Data section ▸
---
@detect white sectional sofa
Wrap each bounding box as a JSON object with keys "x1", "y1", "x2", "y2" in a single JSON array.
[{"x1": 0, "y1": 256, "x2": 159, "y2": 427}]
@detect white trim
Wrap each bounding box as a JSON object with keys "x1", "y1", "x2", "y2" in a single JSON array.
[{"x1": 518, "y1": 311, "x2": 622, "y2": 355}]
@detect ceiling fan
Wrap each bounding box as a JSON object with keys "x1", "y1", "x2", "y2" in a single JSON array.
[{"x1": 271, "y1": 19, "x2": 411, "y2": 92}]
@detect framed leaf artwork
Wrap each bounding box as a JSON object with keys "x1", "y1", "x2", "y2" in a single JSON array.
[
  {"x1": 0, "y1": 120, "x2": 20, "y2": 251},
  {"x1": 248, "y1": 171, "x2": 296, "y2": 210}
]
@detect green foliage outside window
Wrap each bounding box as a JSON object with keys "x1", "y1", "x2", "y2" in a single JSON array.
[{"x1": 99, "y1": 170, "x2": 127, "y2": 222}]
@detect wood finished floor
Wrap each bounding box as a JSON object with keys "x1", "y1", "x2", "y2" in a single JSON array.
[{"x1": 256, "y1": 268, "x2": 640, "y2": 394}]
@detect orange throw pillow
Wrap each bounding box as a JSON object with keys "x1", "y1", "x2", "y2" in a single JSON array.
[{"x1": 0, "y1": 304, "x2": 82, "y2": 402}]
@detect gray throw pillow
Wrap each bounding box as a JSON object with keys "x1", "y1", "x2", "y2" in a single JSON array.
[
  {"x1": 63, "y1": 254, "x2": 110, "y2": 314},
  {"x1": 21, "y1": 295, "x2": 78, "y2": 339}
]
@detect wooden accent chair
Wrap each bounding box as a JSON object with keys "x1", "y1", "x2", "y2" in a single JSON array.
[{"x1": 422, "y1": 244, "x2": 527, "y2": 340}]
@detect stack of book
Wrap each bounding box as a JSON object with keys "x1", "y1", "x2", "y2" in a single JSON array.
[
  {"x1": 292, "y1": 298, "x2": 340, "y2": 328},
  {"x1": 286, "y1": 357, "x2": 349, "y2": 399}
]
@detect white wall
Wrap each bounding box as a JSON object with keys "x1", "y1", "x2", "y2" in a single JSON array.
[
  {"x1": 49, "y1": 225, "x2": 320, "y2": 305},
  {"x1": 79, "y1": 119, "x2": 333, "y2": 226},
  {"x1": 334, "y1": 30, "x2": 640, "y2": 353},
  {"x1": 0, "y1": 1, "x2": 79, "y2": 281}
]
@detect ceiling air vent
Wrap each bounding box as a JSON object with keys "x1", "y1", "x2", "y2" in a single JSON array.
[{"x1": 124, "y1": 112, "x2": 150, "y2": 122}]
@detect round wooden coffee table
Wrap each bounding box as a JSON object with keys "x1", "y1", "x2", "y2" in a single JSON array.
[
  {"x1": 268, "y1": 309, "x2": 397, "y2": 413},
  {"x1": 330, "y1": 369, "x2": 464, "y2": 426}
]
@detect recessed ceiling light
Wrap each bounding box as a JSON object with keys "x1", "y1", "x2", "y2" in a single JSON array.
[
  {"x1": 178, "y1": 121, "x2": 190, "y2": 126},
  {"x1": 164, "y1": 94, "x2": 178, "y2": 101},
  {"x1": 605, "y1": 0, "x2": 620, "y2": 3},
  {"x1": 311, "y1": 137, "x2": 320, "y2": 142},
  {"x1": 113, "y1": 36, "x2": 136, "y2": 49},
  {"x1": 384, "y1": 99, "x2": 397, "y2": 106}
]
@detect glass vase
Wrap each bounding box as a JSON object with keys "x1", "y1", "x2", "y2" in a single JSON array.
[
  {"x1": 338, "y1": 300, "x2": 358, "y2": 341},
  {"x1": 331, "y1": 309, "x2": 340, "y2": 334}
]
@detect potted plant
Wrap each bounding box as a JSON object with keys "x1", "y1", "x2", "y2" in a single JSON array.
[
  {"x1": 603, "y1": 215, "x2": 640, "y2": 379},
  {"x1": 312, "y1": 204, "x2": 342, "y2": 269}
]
---
Task description ▸ The required answer is the number of lines in the listing above that contain the word "white", with nothing added.

Finished task ▸ 3